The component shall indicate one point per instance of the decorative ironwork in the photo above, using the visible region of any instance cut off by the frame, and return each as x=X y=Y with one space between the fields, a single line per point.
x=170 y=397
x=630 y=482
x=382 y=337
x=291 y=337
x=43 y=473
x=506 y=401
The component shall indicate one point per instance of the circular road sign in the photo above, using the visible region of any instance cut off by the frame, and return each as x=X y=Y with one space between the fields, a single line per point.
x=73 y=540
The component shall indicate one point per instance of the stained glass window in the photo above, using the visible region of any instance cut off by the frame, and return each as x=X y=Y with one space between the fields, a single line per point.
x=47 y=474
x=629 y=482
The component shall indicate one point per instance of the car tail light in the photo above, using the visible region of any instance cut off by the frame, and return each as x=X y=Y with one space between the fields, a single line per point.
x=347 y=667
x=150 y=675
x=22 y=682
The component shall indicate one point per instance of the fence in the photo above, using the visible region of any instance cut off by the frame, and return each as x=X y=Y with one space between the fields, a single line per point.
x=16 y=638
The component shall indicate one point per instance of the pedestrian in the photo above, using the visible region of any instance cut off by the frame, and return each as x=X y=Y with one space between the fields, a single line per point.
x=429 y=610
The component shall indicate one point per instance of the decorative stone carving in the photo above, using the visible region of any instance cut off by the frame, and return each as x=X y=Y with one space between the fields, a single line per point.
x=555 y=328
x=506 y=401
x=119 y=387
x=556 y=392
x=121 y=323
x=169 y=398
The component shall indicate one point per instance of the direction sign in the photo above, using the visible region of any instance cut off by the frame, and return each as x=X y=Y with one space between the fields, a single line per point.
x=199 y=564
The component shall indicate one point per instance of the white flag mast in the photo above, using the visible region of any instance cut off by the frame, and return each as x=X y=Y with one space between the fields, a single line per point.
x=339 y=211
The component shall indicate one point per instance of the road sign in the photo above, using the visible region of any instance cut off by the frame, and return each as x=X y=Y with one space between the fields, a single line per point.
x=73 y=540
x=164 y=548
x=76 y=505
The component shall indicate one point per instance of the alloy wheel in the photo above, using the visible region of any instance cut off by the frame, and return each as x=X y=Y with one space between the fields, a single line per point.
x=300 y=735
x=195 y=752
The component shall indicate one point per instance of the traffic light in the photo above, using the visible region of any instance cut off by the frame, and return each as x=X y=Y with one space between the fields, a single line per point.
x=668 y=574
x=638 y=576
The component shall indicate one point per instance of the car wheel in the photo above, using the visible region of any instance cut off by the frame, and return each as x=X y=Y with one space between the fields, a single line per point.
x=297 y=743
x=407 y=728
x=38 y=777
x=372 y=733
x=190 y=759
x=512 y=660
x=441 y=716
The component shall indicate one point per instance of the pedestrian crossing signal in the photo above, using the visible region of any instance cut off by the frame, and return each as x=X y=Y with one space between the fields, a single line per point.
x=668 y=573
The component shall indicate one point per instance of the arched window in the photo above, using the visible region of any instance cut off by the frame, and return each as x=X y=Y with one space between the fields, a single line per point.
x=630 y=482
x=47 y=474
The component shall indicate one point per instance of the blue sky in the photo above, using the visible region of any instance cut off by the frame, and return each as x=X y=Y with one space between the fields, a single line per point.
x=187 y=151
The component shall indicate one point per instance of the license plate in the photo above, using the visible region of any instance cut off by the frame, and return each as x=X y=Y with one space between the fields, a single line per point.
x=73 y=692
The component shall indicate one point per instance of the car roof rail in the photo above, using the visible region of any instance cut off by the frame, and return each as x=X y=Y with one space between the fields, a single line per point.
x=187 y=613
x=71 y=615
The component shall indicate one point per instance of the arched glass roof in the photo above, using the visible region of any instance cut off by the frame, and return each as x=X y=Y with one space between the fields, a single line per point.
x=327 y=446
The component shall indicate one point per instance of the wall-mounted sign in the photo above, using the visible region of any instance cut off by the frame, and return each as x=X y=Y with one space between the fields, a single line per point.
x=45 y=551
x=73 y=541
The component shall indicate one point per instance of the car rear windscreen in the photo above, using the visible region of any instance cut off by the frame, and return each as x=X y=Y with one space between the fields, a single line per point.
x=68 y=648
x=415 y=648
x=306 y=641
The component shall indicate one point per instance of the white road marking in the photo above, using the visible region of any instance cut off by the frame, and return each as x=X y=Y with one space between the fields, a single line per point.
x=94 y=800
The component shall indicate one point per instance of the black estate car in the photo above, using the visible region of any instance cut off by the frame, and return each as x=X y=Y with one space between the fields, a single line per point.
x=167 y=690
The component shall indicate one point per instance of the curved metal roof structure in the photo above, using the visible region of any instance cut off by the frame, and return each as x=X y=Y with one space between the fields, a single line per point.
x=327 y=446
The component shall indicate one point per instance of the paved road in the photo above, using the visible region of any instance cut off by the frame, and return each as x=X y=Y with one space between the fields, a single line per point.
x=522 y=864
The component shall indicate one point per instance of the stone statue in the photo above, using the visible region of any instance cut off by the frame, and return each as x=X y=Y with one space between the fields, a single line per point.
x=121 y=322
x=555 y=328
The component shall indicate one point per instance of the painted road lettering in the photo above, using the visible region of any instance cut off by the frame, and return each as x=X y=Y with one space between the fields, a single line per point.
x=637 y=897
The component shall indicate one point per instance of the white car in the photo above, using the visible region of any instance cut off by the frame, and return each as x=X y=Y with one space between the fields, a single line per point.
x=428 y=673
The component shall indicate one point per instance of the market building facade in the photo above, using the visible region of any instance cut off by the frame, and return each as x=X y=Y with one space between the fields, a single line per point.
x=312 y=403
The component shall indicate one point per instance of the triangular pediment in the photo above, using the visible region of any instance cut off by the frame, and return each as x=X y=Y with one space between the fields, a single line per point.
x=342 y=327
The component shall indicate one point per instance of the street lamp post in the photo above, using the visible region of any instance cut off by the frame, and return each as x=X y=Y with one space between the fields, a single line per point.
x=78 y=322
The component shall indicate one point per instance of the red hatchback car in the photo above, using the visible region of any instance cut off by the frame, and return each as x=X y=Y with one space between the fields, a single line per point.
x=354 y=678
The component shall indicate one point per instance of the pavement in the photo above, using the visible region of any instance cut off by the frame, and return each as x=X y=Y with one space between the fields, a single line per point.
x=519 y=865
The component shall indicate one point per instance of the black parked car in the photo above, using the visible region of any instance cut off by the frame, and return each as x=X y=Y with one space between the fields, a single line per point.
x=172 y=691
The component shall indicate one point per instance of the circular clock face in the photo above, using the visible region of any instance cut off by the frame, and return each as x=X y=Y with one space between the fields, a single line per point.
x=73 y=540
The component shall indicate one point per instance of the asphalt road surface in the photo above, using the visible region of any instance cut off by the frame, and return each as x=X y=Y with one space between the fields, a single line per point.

★ ★ ★ ★ ★ ★ ★

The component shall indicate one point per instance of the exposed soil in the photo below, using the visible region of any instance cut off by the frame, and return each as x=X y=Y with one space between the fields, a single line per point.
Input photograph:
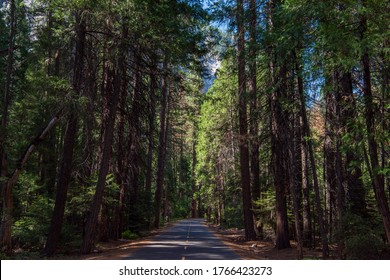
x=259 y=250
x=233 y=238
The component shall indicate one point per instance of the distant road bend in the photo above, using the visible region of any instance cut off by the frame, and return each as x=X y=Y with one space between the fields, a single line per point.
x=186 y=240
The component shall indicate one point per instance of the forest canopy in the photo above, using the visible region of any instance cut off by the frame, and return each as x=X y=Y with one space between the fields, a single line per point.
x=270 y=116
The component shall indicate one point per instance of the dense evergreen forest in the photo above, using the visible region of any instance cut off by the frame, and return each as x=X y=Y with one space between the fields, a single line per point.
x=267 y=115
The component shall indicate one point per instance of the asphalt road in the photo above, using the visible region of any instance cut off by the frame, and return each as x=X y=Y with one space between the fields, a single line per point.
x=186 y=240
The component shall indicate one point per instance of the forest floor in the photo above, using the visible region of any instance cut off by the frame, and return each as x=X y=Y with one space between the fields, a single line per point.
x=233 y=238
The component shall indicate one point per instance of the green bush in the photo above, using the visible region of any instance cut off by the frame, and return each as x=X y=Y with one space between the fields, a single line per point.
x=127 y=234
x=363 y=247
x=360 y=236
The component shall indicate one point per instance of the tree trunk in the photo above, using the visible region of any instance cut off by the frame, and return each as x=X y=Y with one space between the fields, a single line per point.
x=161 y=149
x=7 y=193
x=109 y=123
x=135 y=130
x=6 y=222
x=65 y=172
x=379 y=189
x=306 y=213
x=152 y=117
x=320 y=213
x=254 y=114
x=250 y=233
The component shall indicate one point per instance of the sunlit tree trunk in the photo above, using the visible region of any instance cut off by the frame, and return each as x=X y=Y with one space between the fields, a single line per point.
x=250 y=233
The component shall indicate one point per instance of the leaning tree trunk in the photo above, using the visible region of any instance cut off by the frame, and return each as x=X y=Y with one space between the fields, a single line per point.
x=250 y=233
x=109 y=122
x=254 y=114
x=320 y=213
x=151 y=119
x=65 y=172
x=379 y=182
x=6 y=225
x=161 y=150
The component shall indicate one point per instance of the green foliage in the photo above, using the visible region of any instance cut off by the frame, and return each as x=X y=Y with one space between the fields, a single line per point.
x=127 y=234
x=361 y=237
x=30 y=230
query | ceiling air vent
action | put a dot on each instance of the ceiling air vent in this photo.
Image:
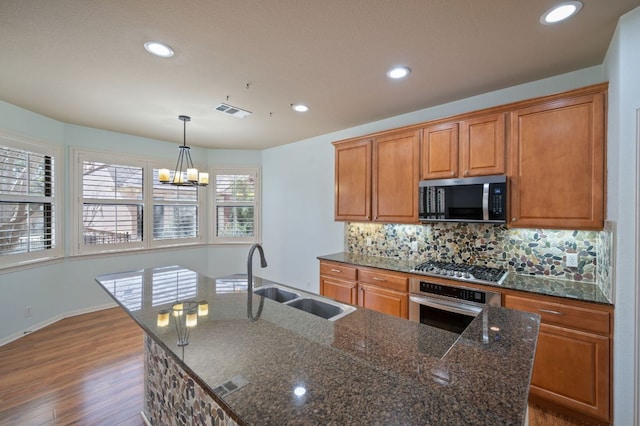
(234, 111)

★ ★ ★ ★ ★ ★ ★

Work to complete:
Copy every line of the listing that includes the string "ceiling".

Task output:
query | ceiling air vent
action | put a dot on each instance of the ceiling air vent in this photo.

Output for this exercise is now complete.